- [Given problem]: In the Form 8-K excerpt, what trading symbol is listed for the warrants to purchase shares of common stock?
— BEGIN Document excerpt —
SECURITIES AND EXCHANGE COMMISSION

Washington, D.C. 20549

 

FORM 8-K

 

CURRENT REPORT

 

PURSUANT TO SECTION 13 OR 15(d) OF THE

SECURITIES EXCHANGE ACT OF 1934

 

Date of Report (Date of earliest event reported): September 25, 2025

 

SPLASH BEVERAGE GROUP, INC.

(Exact name of registrant as specified in its charter)

 

Nevada   001-40471   34-1720075
(State or other jurisdiction
of incorporation)
  (Commission
File Number)
  (IRS Employer
Identification No.)

 

1314 East Las Olas Blvd, Suite 221

Fort Lauderdale, Florida 33316

(Address of principal executive offices)

 

Registrant’s telephone number, including area code: (954) 745-5815

 

Check the appropriate box below if the Form 8-K filing is intended to simultaneously satisfy the filing obligation of the registrant under any of the following provisions:

 

Written communications pursuant to Rule 425 under the Securities Act (17 CFR 230.425)
   
Soliciting material pursuant to Rule 14a-12 under the Exchange Act (17 CFR 240.14a-12)
   
Pre-commencement communications pursuant to Rule 14d-2(b) under the Exchange Act (17 CFR 240.14d-2(b))
   
Pre-commencement communications pursuant to Rule 13e-4(c) under the Exchange Act (17 CFR 240.13e-4(c))

 

 Securities registered pursuant to Section 12(b) of the Act:

 

Title of each class Trading Symbol(s) Name of each exchange on which registered
Common Stock, $0.001 per value per share SBEV NYSE American LLC
Warrants to purchase shares of Common Stock SBEV-WT NYSE American LLC

  

Indicate by check mark whether the registrant is an emerging growth company as defined in Rule 405 of the Securities Act of 1933 (CFR §230.405 of this chapter) or Rule 12b-2 of the Securities Exchange Act of 1934 (CFR §240.12b-2 of this chapter).
— END Document excerpt —
— BEGIN Data shown —
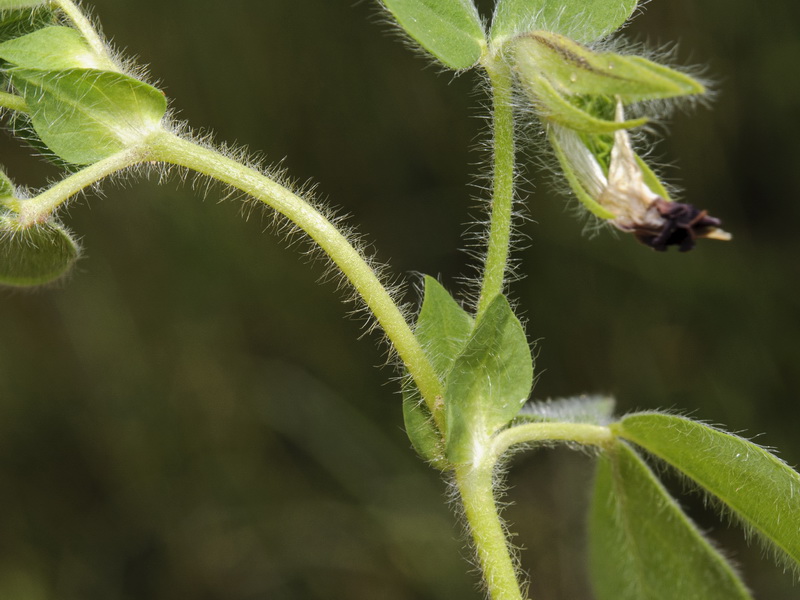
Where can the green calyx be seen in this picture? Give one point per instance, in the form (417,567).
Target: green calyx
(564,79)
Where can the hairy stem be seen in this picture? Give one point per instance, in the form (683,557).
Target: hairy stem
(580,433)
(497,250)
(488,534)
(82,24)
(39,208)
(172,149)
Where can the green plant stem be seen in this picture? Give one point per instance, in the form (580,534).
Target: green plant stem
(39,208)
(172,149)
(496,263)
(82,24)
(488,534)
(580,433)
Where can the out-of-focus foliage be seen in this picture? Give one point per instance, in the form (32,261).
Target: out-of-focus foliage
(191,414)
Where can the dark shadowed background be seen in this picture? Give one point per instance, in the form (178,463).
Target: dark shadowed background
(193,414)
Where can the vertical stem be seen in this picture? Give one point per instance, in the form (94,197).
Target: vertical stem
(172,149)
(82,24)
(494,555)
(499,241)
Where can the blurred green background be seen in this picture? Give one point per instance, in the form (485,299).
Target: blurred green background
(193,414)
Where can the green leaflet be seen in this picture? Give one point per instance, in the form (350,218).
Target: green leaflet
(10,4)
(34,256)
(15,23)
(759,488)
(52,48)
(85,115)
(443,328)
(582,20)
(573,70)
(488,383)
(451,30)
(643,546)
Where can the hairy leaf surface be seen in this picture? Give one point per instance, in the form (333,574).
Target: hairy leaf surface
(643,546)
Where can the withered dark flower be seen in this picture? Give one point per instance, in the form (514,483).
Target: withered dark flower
— END Data shown —
— BEGIN Data shown —
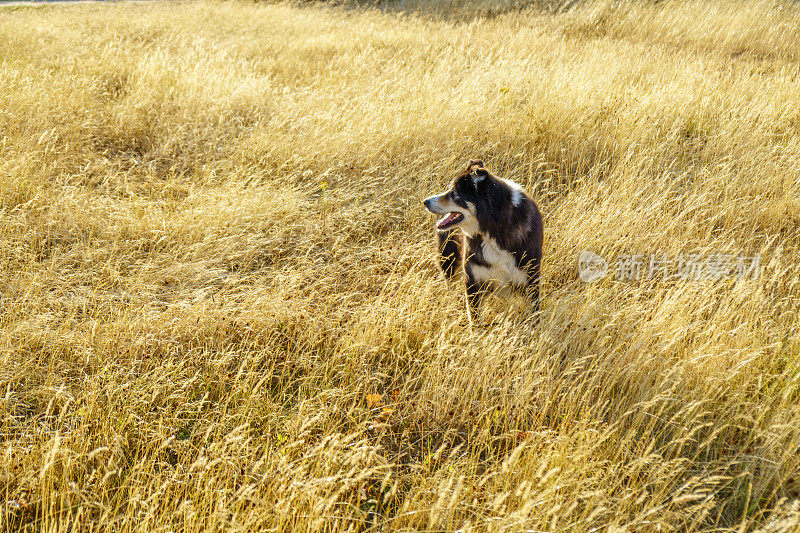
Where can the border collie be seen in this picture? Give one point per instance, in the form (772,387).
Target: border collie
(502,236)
— END Data shown —
- [Response below]: SBEV-WT